▶ [Exercise brief]: Make an exact copy of each entry, leaving out every picture.

▶ [Stored data]:
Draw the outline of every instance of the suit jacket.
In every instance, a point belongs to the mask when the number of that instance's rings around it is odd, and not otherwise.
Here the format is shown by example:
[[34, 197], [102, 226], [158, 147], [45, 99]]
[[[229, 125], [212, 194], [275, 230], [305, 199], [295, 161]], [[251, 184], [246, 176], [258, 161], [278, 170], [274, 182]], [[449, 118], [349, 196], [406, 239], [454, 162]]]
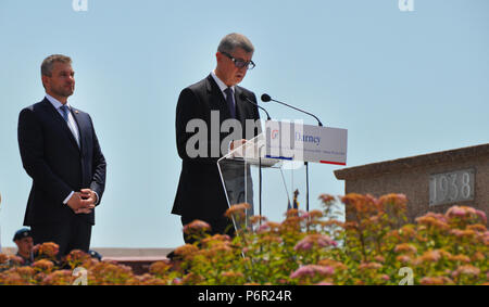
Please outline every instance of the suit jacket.
[[[258, 107], [241, 100], [244, 93], [256, 103], [253, 92], [235, 87], [236, 119], [241, 123], [242, 139], [246, 138], [246, 119], [260, 119]], [[217, 168], [217, 159], [211, 157], [211, 112], [220, 111], [220, 126], [230, 118], [229, 108], [217, 84], [211, 75], [205, 79], [184, 89], [178, 98], [176, 107], [176, 144], [181, 157], [181, 174], [175, 196], [172, 214], [196, 219], [215, 219], [224, 215], [228, 208], [226, 195]], [[208, 127], [208, 142], [199, 145], [206, 146], [209, 157], [191, 158], [186, 152], [186, 144], [193, 133], [186, 132], [187, 123], [193, 118], [205, 121]], [[220, 127], [221, 131], [221, 127]], [[254, 129], [253, 136], [258, 136]], [[220, 133], [220, 142], [230, 133]]]
[[[102, 199], [105, 158], [90, 116], [71, 107], [79, 130], [80, 146], [55, 107], [43, 99], [21, 111], [18, 148], [24, 169], [33, 178], [24, 225], [67, 220], [75, 213], [63, 201], [72, 191], [91, 189]], [[95, 210], [79, 215], [95, 225]]]

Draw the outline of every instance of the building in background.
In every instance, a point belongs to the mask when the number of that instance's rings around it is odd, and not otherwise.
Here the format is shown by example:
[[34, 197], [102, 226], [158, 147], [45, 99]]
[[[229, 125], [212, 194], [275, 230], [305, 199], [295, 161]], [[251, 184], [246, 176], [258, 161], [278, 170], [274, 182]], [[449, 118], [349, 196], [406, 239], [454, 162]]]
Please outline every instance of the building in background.
[[410, 222], [455, 205], [489, 216], [489, 143], [339, 169], [335, 176], [346, 181], [347, 194], [405, 194]]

▶ [Exercise solution]:
Draw the outline of every instance of the suit jacket.
In every instance, a point belongs to the mask when the number of that instance's rings around it is odd, and not otherwise.
Here the format is shown by example:
[[34, 197], [102, 226], [158, 147], [45, 99]]
[[[229, 125], [212, 194], [275, 230], [305, 199], [295, 161]], [[251, 184], [246, 176], [258, 161], [278, 170], [274, 182]], [[449, 118], [349, 196], [406, 239], [454, 162]]]
Please outline every instance of the suit jacket.
[[[258, 107], [241, 100], [244, 93], [256, 103], [253, 92], [235, 87], [236, 119], [241, 123], [242, 139], [246, 138], [246, 119], [260, 119]], [[217, 168], [217, 159], [211, 157], [211, 112], [220, 111], [220, 126], [230, 118], [229, 108], [217, 84], [211, 75], [205, 79], [184, 89], [178, 98], [176, 107], [176, 144], [181, 157], [181, 174], [175, 196], [172, 214], [196, 219], [215, 219], [224, 215], [228, 208], [226, 195]], [[208, 127], [208, 142], [199, 145], [206, 146], [209, 157], [191, 158], [186, 152], [186, 144], [193, 133], [186, 132], [187, 123], [193, 118], [205, 121]], [[220, 127], [221, 131], [221, 127]], [[254, 129], [253, 136], [258, 136]], [[220, 133], [220, 142], [230, 133]]]
[[[102, 199], [105, 158], [90, 116], [71, 107], [79, 130], [80, 146], [55, 107], [43, 99], [21, 111], [18, 148], [24, 169], [33, 178], [24, 225], [67, 220], [75, 213], [63, 201], [72, 191], [91, 189]], [[95, 210], [79, 215], [95, 225]]]

Draw the outline of every instance of the building in background.
In every instance, a point belongs to the mask when the number of that instance's rings around it is odd, and not otherwise.
Here the format is shown by example:
[[34, 197], [102, 226], [158, 147], [45, 99]]
[[[229, 125], [212, 194], [275, 230], [305, 199], [295, 161]], [[251, 184], [246, 176], [258, 161], [278, 170], [274, 182]], [[449, 118], [349, 196], [406, 239], [454, 162]]]
Please outline every instance of the building in background.
[[410, 222], [455, 205], [489, 216], [489, 143], [339, 169], [335, 176], [346, 181], [347, 194], [405, 194]]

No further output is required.